**GEËXTRAHEERDE TEKST**

——————————

Een meer stabiele systematiek voor de vaststelling van de premie

De combinatie van een premie die in belangrijke mate is gebaseerd op de actuele rente (in combinatie met een premievaste periode), zoals aangekondigd in het voorontwerp, leidt tot te hoge schommelingen in de premieontwikkeling. Dat blijkt uit veel reacties uit de consultatieronde. Om deze reden wordt voorgesteld om de premiesystematiek aan te passen en te kiezen voor de geleidelijkheid van een tienjaarsrentemiddeling (cf. hoofdlijnennota). Net zoals in het huidige toetsingskader blijft het dan mogelijk om de rente waarop de premie wordt gebaseerd te middelen over de afgelopen 10 jaar. De precieze premiesystematiek bevat meer aspecten die bij het wetsvoorstel aan de orde zullen komen. Aandachtspunt daarbij is evenwicht tussen kostendekkendheid en stabiliteit.

De door het CPB geraamde premie-ontwikkeling bevat voldoende ruimte om bij handhaving van de tienjaarsrentemiddeling de partiële premieverhoging als gevolg van de aanpassing van het financieel toetsingskader op te vangen. Na de aanpassingen van het Witteveenkader en de herziening van het ftk wordt per saldo een premieverlaging van circa € 6 mld verwacht.

——————————

**VERSTREKTE GEGEVENS**
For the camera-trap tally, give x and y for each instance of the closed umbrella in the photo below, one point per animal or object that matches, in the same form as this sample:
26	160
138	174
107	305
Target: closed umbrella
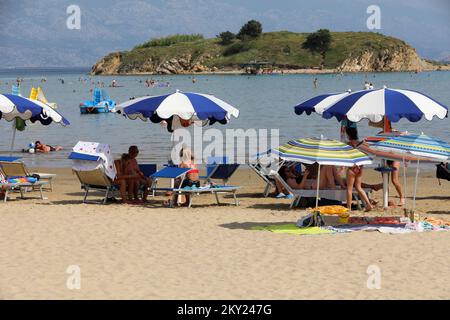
13	107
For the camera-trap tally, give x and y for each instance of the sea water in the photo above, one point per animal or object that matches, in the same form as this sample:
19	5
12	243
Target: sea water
264	101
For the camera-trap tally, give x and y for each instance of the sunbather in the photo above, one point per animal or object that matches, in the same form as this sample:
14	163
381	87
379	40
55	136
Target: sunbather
123	179
354	175
295	181
192	178
139	180
40	147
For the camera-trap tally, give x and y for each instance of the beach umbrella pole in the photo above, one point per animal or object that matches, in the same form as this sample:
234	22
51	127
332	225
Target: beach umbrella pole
415	186
318	185
404	179
385	175
13	139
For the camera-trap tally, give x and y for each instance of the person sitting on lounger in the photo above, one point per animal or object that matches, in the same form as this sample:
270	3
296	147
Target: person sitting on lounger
124	179
140	180
295	181
40	147
192	178
354	175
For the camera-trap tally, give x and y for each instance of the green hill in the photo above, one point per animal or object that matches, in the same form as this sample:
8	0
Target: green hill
349	51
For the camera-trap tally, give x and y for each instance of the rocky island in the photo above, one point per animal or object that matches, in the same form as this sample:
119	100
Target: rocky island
318	52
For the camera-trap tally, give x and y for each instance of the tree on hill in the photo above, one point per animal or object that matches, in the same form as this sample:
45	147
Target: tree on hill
252	29
318	41
226	37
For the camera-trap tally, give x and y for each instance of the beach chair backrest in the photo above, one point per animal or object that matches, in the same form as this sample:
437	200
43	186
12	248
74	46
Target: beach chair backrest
95	178
14	169
148	169
224	171
213	162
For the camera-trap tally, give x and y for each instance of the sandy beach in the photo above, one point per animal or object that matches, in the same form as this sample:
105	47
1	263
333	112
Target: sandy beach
209	252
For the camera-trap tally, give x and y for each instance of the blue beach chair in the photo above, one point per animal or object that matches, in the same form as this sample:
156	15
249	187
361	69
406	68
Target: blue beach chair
222	172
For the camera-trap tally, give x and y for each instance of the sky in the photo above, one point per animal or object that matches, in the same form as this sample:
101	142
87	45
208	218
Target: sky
35	34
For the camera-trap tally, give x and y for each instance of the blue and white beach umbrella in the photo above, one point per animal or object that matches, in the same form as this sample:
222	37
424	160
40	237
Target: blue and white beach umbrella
419	145
185	105
393	103
13	106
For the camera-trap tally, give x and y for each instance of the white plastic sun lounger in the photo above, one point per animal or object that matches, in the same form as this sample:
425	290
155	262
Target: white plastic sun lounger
7	186
331	194
174	173
95	180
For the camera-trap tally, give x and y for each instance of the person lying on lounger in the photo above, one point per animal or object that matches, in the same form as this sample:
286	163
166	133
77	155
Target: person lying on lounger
40	147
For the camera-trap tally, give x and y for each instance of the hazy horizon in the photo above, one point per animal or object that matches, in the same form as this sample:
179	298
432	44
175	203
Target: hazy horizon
36	34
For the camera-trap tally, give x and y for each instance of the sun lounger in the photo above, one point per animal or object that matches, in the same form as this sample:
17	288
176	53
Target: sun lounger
331	194
95	180
7	187
221	172
175	173
18	169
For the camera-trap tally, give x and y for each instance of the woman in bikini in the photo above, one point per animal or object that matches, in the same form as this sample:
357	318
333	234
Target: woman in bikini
192	178
354	175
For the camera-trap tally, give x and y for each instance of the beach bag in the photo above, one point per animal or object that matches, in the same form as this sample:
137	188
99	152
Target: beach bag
443	171
311	220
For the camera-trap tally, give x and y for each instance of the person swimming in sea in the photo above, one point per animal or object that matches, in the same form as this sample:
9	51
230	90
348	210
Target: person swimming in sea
40	147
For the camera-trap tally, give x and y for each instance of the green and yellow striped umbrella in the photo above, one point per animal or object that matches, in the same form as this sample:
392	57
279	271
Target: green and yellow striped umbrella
323	151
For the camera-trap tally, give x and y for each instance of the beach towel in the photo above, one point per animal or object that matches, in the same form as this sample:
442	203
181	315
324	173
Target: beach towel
291	228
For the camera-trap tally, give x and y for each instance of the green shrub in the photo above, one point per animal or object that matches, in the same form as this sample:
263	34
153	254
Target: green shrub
226	38
236	48
170	40
252	29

——————————

**GESTELDE OPGAVE A**
Vat de tekst over de premiesystematiek samen in twee zinnen.
**GESTELDE OPGAVE B**
Geef bij elk van de volgende beweringen aan of zij in overeenstemming is met de tekst over de premiesystematiek. Antwoord telkens met ja of nee en citeer de doorslaggevende woorden uit de tekst.
(i) Na de aanpassingen wordt per saldo een premieverhoging verwacht.
(ii) Ook in het huidige toetsingskader kan de rente waarop de premie wordt gebaseerd over de afgelopen 10 jaar worden gemiddeld.
(iii) Evenwicht tussen kostendekkendheid en stabiliteit wordt als aandachtspunt genoemd.

**VOLLEDIGE UITWERKING A**
Veel consultatiereacties laten zien dat een premie die in belangrijke mate op de actuele rente is gebaseerd tot te hoge schommelingen leidt. Daarom wordt voorgesteld de premiesystematiek aan te passen en te kiezen voor een tienjaarsrentemiddeling, waarbij na de aanpassingen van het Witteveenkader en de herziening van het ftk per saldo een premieverlaging van circa € 6 mld wordt verwacht.

**VOLLEDIGE UITWERKING B**
(i) Nee: "wordt per saldo een premieverlaging van circa € 6 mld verwacht"
(ii) Ja: "Net zoals in het huidige toetsingskader blijft het dan mogelijk om de rente waarop de premie wordt gebaseerd te middelen over de afgelopen 10 jaar"
(iii) Ja: "Aandachtspunt daarbij is evenwicht tussen kostendekkendheid en stabiliteit"